*** INPUT DATA ***

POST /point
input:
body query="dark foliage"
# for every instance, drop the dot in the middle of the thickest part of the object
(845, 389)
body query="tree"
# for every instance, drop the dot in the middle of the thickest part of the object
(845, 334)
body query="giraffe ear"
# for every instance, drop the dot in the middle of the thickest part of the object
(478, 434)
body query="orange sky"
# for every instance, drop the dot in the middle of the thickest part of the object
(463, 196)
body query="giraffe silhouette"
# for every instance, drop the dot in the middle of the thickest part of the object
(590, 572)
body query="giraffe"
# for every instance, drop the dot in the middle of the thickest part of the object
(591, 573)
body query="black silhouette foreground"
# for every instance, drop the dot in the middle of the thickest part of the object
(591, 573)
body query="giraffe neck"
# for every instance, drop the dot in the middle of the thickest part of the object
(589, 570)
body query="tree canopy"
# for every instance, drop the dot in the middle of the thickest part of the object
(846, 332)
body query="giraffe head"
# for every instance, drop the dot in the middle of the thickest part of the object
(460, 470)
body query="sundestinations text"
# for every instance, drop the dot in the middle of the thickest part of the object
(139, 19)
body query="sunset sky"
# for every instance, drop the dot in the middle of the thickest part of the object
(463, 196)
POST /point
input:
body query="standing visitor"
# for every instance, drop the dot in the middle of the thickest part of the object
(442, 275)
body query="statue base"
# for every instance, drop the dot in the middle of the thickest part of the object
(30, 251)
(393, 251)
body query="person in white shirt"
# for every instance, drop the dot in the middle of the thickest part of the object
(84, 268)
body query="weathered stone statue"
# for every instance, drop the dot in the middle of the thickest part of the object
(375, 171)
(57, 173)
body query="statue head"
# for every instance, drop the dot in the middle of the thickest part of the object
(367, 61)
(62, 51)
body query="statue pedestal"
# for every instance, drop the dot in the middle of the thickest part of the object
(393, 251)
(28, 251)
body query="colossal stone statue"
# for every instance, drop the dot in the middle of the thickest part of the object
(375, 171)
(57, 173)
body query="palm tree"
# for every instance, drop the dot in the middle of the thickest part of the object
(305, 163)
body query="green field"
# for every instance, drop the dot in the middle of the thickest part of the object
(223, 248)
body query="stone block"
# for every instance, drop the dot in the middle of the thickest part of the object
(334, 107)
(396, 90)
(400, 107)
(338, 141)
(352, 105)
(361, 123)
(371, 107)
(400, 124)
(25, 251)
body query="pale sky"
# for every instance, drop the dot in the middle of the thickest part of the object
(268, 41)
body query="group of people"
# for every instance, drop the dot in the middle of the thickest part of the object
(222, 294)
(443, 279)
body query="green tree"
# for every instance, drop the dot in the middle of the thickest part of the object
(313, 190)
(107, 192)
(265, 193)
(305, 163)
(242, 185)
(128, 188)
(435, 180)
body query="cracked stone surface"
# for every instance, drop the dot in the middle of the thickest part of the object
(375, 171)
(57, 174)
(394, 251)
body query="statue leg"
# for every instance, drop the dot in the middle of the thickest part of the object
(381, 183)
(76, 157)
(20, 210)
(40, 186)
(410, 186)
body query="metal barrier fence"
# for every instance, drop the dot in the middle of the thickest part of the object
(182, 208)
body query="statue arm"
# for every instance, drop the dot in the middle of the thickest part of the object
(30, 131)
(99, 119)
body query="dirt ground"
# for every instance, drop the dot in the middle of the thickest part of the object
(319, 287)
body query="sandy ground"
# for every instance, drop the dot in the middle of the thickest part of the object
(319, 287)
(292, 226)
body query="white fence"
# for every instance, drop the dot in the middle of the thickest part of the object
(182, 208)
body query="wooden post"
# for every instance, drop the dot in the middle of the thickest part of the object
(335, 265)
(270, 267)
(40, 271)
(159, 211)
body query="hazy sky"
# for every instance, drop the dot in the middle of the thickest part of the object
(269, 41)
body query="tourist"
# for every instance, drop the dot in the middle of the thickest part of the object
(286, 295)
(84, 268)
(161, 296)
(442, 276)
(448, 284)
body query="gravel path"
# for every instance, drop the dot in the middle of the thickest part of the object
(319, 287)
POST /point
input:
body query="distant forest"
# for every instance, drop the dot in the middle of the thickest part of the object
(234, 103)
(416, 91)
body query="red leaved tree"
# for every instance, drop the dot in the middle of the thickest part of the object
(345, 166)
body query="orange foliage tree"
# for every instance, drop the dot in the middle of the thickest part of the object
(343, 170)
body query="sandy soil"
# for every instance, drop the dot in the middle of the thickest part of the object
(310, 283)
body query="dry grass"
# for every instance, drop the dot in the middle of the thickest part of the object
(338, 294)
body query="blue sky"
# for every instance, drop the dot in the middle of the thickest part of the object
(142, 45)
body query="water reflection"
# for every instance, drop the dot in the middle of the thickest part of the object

***

Select every line in the listing above that contains the string "silhouette", matching case exactly.

> CORRECT OUTPUT:
body query="giraffe silhouette"
body query="black silhouette foreground"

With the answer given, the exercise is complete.